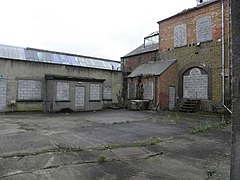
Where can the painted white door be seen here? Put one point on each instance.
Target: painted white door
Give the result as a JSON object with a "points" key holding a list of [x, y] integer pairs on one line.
{"points": [[171, 102], [3, 94], [79, 97]]}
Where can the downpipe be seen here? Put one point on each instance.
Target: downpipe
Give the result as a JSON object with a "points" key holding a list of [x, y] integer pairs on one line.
{"points": [[223, 60]]}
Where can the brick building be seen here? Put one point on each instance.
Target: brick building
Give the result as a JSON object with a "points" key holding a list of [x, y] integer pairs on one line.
{"points": [[146, 52], [199, 40]]}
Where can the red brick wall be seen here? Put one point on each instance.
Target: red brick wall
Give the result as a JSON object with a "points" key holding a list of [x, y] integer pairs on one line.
{"points": [[166, 27], [130, 63], [168, 78]]}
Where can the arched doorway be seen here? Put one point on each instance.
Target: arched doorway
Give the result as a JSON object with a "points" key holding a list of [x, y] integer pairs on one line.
{"points": [[195, 83]]}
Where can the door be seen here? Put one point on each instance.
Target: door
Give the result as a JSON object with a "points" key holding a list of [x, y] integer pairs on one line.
{"points": [[79, 97], [3, 89], [171, 102]]}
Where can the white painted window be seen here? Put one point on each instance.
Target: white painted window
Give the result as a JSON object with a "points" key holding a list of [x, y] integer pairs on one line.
{"points": [[204, 29], [107, 91], [131, 90], [79, 97], [148, 90], [195, 84], [62, 91], [95, 92], [29, 90], [180, 35]]}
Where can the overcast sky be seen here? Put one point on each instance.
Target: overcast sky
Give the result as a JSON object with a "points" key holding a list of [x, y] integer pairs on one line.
{"points": [[100, 28]]}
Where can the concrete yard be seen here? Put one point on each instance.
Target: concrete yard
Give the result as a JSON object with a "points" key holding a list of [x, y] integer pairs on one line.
{"points": [[114, 144]]}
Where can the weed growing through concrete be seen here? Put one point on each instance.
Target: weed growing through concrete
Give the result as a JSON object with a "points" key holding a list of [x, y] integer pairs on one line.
{"points": [[146, 142], [207, 127], [101, 160]]}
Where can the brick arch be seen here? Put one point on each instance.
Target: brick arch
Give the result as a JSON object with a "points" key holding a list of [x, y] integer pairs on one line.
{"points": [[204, 68]]}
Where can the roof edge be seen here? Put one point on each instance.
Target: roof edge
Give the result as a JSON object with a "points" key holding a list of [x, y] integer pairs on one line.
{"points": [[189, 10]]}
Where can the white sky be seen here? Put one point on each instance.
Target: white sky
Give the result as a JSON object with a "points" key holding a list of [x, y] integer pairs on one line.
{"points": [[99, 28]]}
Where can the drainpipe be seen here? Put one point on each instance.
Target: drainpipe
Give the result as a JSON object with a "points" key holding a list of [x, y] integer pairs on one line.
{"points": [[223, 60], [156, 93]]}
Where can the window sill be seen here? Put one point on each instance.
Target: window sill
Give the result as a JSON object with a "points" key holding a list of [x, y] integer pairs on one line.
{"points": [[29, 100], [62, 101], [107, 99], [94, 100]]}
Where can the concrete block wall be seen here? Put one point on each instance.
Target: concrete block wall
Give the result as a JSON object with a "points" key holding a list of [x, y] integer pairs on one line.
{"points": [[15, 70]]}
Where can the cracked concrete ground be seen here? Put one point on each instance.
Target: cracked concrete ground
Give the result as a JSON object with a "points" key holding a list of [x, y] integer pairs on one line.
{"points": [[114, 144]]}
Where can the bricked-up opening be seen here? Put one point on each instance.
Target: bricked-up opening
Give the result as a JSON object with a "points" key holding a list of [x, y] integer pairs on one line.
{"points": [[205, 71], [195, 84]]}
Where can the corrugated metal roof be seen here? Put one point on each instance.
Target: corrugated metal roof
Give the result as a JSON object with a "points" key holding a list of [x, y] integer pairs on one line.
{"points": [[152, 69], [37, 55], [141, 50]]}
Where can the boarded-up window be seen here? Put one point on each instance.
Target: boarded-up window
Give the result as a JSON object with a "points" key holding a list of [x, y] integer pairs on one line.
{"points": [[3, 91], [180, 35], [107, 91], [195, 84], [29, 90], [131, 90], [204, 29], [148, 90], [79, 97], [95, 92], [63, 91]]}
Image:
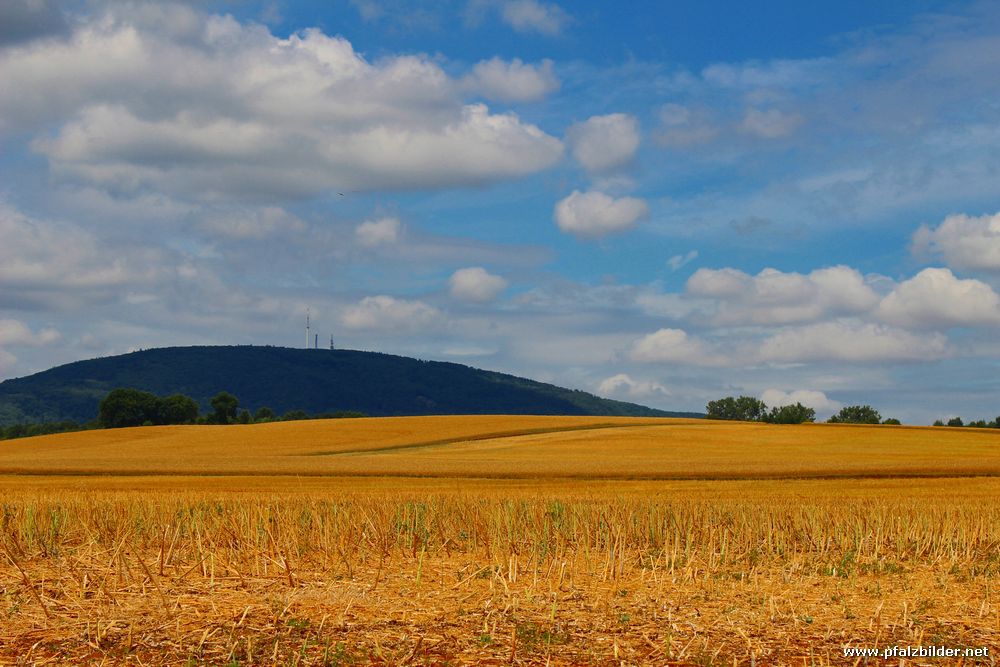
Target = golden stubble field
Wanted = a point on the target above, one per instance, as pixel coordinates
(497, 540)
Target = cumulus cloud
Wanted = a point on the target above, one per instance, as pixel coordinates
(593, 214)
(57, 265)
(936, 298)
(162, 97)
(965, 242)
(809, 398)
(850, 341)
(770, 123)
(378, 232)
(776, 297)
(476, 284)
(388, 314)
(675, 345)
(534, 16)
(604, 143)
(623, 386)
(513, 81)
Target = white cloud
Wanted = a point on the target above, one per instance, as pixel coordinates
(623, 386)
(157, 97)
(965, 242)
(58, 265)
(675, 345)
(252, 223)
(604, 143)
(534, 16)
(594, 214)
(770, 123)
(513, 81)
(388, 314)
(850, 341)
(936, 298)
(677, 262)
(475, 284)
(383, 231)
(809, 398)
(776, 297)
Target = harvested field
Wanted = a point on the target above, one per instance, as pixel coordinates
(516, 566)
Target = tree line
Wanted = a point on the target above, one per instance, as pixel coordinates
(124, 407)
(979, 423)
(750, 409)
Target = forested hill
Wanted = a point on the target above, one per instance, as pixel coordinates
(286, 379)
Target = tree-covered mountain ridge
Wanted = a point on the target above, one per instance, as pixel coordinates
(286, 379)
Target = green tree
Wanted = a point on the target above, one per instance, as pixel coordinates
(128, 407)
(790, 414)
(178, 409)
(742, 408)
(224, 407)
(856, 414)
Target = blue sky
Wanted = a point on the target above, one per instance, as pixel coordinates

■ ■ ■

> _Instructions for the task_: Search the entries for the string "window" and copy each line where it occurs.

> _Exercise response_:
Where can the white painted window be seen here? Put one point on each instance.
Target: white painted window
Where can the window sill be seen here? Put one point on each instance.
Target: window sill
Where can the boarded-up window be seen here? Put one point on each instance.
Target: boarded-up window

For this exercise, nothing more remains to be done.